── Stored rows ──

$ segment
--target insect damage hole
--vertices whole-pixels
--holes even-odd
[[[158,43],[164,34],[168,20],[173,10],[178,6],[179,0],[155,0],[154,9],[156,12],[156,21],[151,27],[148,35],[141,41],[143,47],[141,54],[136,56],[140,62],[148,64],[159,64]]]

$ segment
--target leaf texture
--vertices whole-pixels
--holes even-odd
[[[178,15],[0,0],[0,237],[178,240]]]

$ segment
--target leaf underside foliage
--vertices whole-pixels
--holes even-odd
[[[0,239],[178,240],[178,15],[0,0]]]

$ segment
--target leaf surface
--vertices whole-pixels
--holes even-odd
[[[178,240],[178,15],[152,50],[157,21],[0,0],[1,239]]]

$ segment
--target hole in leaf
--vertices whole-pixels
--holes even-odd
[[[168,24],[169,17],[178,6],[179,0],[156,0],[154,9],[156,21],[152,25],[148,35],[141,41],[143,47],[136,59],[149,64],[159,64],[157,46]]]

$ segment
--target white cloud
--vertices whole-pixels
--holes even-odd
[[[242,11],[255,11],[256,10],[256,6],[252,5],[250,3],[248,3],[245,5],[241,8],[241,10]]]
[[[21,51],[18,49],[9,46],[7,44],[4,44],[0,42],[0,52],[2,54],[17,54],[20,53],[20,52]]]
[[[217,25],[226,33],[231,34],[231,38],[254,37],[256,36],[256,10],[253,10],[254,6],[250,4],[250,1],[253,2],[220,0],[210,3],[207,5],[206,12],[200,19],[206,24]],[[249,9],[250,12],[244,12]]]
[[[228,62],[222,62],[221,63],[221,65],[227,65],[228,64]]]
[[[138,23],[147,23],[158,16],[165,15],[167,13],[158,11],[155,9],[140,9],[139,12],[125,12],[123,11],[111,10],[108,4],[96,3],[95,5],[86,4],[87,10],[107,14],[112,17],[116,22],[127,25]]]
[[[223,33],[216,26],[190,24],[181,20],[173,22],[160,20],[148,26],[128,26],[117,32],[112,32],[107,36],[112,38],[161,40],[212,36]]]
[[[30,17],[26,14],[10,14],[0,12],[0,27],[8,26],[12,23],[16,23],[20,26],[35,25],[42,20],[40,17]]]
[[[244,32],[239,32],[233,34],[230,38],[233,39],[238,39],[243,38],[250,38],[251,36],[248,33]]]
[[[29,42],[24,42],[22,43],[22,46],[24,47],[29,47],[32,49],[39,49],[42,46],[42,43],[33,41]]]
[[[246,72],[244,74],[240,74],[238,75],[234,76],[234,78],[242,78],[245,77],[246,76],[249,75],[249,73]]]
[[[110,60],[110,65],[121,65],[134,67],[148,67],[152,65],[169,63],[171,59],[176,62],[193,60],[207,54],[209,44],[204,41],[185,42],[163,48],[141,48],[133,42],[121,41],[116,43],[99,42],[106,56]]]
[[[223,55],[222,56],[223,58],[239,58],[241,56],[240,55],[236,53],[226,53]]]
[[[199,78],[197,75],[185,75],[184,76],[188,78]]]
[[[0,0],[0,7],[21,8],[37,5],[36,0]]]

───

**The exercise:**
Rewrite every line above as a numbered list, leaving out the blank lines.

**Expected answer:**
1. $ segment
2. --target insect damage hole
3. --vertices whole-pixels
4. --holes even-odd
5. [[[158,43],[164,34],[168,20],[173,10],[178,6],[179,0],[155,0],[154,9],[156,12],[156,21],[151,27],[148,35],[141,41],[143,47],[141,54],[136,56],[140,62],[148,64],[159,64]]]
6. $ segment
7. --target leaf texture
8. --vertices whole-pixels
9. --holes even-odd
10. [[[178,15],[0,0],[0,237],[178,240]]]
11. $ segment
12. --target leaf underside foliage
13. --vertices whole-pixels
14. --holes even-odd
15. [[[0,239],[178,240],[178,15],[0,0]]]
16. $ segment
17. --target leaf surface
18. --vertices whole-pixels
19. --holes even-odd
20. [[[178,240],[178,15],[152,50],[157,21],[0,0],[1,239]]]
21. $ segment
22. --target hole in leaf
23. --vertices whole-pixels
24. --holes even-odd
25. [[[168,24],[169,17],[178,6],[179,0],[156,0],[154,9],[156,21],[152,25],[148,35],[141,41],[143,47],[136,59],[149,64],[159,64],[157,46]]]
26. $ segment
27. --target white cloud
28. --vertices whole-pixels
29. --holes even-odd
30. [[[242,11],[255,11],[256,10],[256,6],[252,5],[250,3],[248,3],[245,5],[241,8],[241,10]]]
31. [[[21,51],[18,49],[9,46],[7,44],[4,44],[0,42],[0,52],[2,54],[17,54],[20,53],[20,52]]]
32. [[[217,25],[226,33],[231,34],[231,38],[254,37],[256,36],[256,10],[253,10],[254,6],[250,4],[250,1],[253,2],[220,0],[210,3],[207,5],[206,12],[200,19],[206,24]],[[249,9],[250,12],[244,12]]]
33. [[[228,62],[222,62],[221,63],[221,65],[227,65],[228,64]]]
34. [[[138,23],[147,23],[158,16],[165,15],[167,13],[158,11],[155,9],[140,9],[139,12],[125,12],[123,11],[111,10],[108,4],[96,3],[95,5],[86,4],[87,10],[107,14],[112,17],[116,22],[127,25]]]
35. [[[223,33],[216,26],[190,24],[181,20],[173,22],[160,20],[148,26],[128,26],[117,32],[112,32],[107,36],[112,38],[161,40],[212,36]]]
36. [[[30,17],[26,14],[10,14],[0,12],[0,27],[8,26],[12,23],[16,23],[20,26],[35,25],[42,20],[40,17]]]
37. [[[244,32],[239,32],[233,34],[230,38],[233,39],[238,39],[243,38],[250,38],[251,36],[248,33]]]
38. [[[29,42],[24,42],[22,43],[22,46],[24,47],[29,47],[32,49],[39,49],[42,46],[42,43],[33,41]]]
39. [[[246,72],[244,74],[240,74],[238,75],[234,76],[234,78],[242,78],[245,77],[246,76],[249,75],[249,73]]]
40. [[[110,60],[110,65],[121,65],[134,67],[148,67],[152,65],[169,63],[171,59],[176,62],[193,60],[207,54],[209,44],[204,41],[185,42],[163,48],[141,48],[133,42],[121,41],[116,43],[99,42],[106,56]]]
41. [[[223,55],[222,56],[223,58],[239,58],[241,56],[240,55],[236,53],[226,53]]]
42. [[[199,78],[197,75],[185,75],[184,76],[188,78]]]
43. [[[0,0],[0,7],[21,8],[37,5],[36,0]]]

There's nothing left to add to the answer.